How to complete this task: Since pictures are not wanted, repeat only the text of the records, word for word.

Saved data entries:
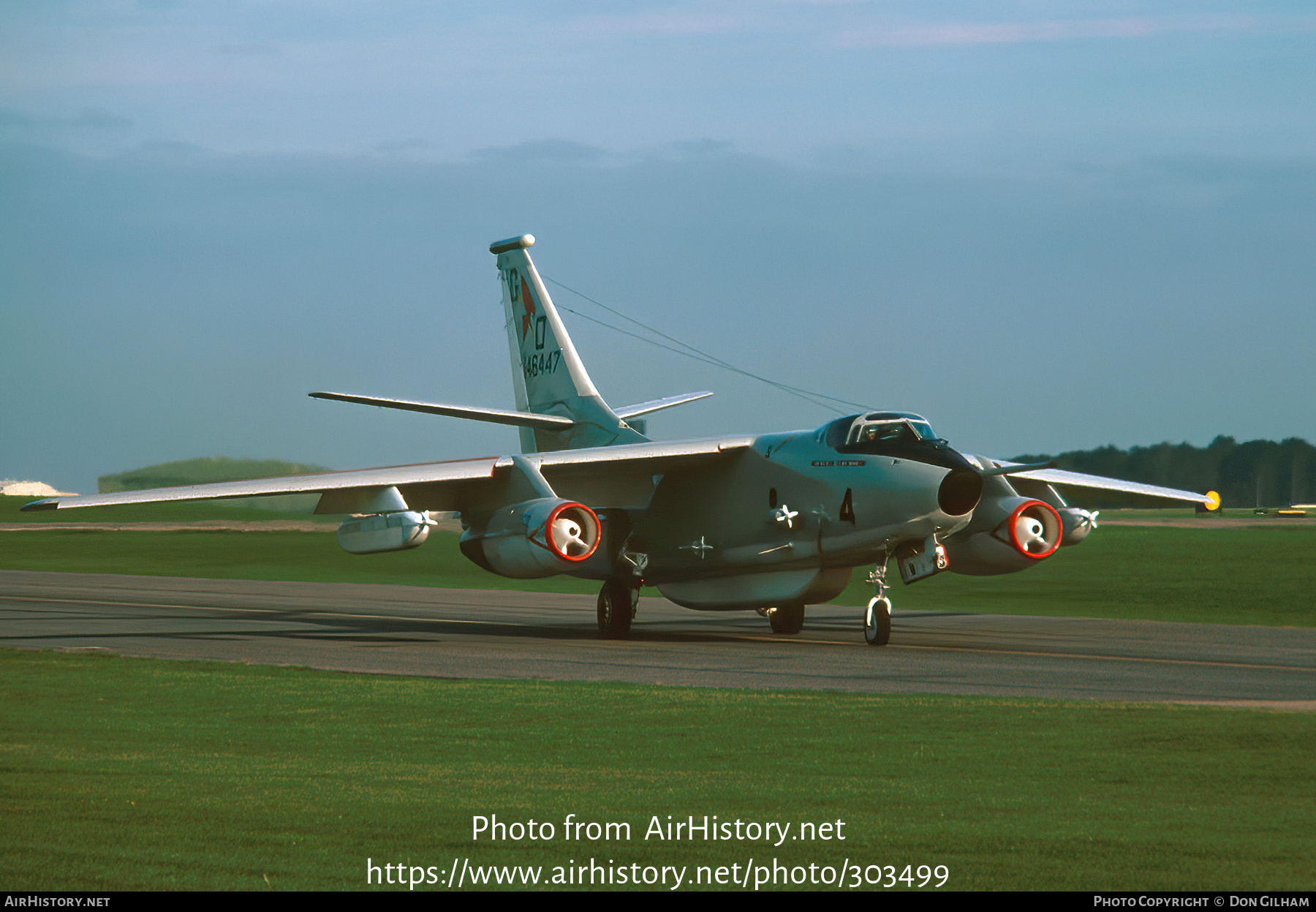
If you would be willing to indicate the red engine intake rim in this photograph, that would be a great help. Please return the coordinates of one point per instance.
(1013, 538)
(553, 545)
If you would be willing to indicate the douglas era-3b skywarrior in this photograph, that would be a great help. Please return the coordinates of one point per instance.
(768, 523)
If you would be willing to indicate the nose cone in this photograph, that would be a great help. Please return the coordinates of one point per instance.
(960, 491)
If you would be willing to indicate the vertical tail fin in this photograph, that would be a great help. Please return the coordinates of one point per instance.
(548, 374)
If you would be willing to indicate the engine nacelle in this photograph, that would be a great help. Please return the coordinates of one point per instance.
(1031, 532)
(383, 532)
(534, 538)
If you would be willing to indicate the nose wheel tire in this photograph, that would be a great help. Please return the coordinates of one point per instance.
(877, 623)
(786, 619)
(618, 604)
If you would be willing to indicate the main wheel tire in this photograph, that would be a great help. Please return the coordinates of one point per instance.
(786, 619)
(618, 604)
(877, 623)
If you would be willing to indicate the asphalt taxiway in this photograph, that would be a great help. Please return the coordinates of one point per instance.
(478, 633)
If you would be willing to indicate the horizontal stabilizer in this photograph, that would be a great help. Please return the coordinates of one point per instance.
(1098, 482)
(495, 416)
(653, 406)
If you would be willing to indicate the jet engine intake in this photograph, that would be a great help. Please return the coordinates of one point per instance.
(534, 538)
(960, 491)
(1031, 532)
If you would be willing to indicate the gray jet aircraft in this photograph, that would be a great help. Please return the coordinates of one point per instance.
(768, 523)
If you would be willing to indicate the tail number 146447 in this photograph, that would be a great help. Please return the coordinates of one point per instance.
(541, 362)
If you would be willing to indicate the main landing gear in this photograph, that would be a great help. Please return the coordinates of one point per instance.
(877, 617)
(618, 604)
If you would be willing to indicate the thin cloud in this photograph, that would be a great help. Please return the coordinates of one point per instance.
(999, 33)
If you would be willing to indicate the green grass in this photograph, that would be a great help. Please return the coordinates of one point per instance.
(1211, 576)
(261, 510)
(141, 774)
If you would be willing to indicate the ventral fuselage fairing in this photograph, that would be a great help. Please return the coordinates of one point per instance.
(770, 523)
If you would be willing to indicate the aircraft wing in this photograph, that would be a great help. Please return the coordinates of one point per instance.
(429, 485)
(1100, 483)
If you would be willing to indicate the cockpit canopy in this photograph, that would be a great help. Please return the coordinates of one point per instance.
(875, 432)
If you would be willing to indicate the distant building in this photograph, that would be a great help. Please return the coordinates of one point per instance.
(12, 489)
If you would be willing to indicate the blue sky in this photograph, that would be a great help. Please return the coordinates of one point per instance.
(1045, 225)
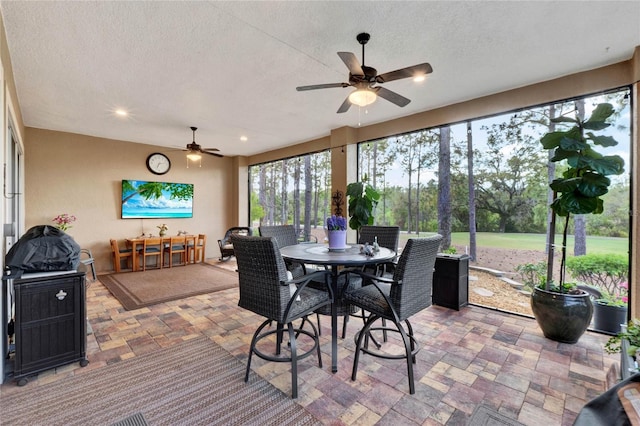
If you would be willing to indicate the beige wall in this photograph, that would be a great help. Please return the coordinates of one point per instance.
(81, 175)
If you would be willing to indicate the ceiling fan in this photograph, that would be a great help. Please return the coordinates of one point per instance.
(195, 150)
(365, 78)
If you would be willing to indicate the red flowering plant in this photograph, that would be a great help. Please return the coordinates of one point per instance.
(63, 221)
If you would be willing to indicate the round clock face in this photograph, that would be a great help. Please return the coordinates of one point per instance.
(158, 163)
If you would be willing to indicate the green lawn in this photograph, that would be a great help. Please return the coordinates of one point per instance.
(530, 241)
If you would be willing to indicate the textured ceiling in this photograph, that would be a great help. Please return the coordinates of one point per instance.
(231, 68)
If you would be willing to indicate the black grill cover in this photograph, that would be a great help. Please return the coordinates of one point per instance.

Exercise response:
If you would be willing to indicate the red engine intake rim in this photograph, that would be a great help. Please return the coordinates of one point per instance.
(1013, 538)
(553, 545)
If you would be willing to indicate the douglas era-3b skywarrior in this photograph, that would be a great help. Please return the coordinates of one point per instance.
(768, 523)
If you would be willing to indicate the nose cone in this photograph, that would be a great help. Please return the coordinates of one point per instance.
(960, 491)
If you would be willing to indicate the vertical tail fin in this photograph, that would be a great help. Please return the coordinates of one point per instance.
(548, 374)
If you would be willing to indicate the engine nacelle in this photograph, that would be a great help. Please return the coordinates of one point per instance.
(1031, 532)
(383, 532)
(534, 538)
If you would be willing to indicate the nose wheel tire in this photograph, that would be a great help. Please return the coordinates of one point per instance.
(877, 623)
(786, 619)
(618, 604)
If you would be willing to indicate the main wheel tire in this photograph, that would be a great help. Please return the coordinates of one point per instance.
(786, 619)
(618, 604)
(877, 623)
If you would be willing to indicate the asphalt taxiway in this photograph, that would be a great help. Please return the coordinates of one point per instance.
(478, 633)
If you would be willing to indicate the horizontal stabilizer in this photograph, that would be a great help. Please return the coordinates of one point per instance.
(1098, 482)
(495, 416)
(653, 406)
If you would be willing to indicate the jet engine intake in this photograph, that would be a great help. Please return the coordinates of one point per instance.
(534, 538)
(960, 491)
(1031, 532)
If you would be willing to indicate the gray jet aircraft in this photograph, that would be a great help. Please return the coordinates of one point per instance.
(768, 523)
If you would be willing to indicate the tail number 146447 in this photograph, that would be a great help. Please return the coordinates of one point per instance.
(541, 362)
If you would be willing to indicate the main landing gear in this photograph, that would be a great help. Please return the coordinates of one point per instance.
(877, 617)
(618, 604)
If you would be willing to indicate the thin cloud in this photograph, that would be a great help. Please return the coordinates of one point per instance.
(999, 33)
If you would be willing to indicate the green grass in this photograph, that would be a great help. Please return the coordinates of one point per instance.
(1211, 576)
(261, 510)
(141, 774)
If you would be willing to indicate the ventral fuselage fairing in this photograph, that would be a great help. Please return the coordinates of one point per instance.
(770, 523)
If you would be willing to indicate the aircraft wing in this photograph, that would be a great help. Please return the coordinates of one point per instance.
(429, 485)
(1100, 483)
If you would be willing to indicate the cockpit canopy in this photograph, that would be a great help. Please return the coordinates of one point per instance.
(875, 432)
If you would be willing to indicate the distant building in this photograph, that would be a great help. Please return the coordinates of one point per instance.
(12, 489)
If you would be willing to indicate the blue sky in this photograph, that would be a great help. Please return the coordinates of one point per instance.
(1045, 225)
If you would be willing to indicate the beige wall in this photograph, that would be a great help. Please return the coordinates of one point per instance.
(81, 175)
If you would be willing to indicate the ceiling fan in this photograph, that would be a great help. Please return the coordinates of one point per instance.
(195, 150)
(365, 78)
If you would be willing to indicate the red flowering plant in this photograph, that would be a great help. Please return the coordinates of one point per instance.
(63, 221)
If you would be willing to indicate the round clock face in this photograph, that would be a great help. Please return the coordinates of one point per instance.
(158, 163)
If you would be willing to indicate the green lawn in this photograph, that would be a great help. Please return the coordinates of one point per instance.
(530, 241)
If you would be willing to indicate the textured ceiling in this photograph, that would be a great help. Please return the coordinates of one point per instance.
(231, 68)
If you would be willing to indicate the black grill cover in this photograph, that would be a great help. Please return the coordinates of one point per instance.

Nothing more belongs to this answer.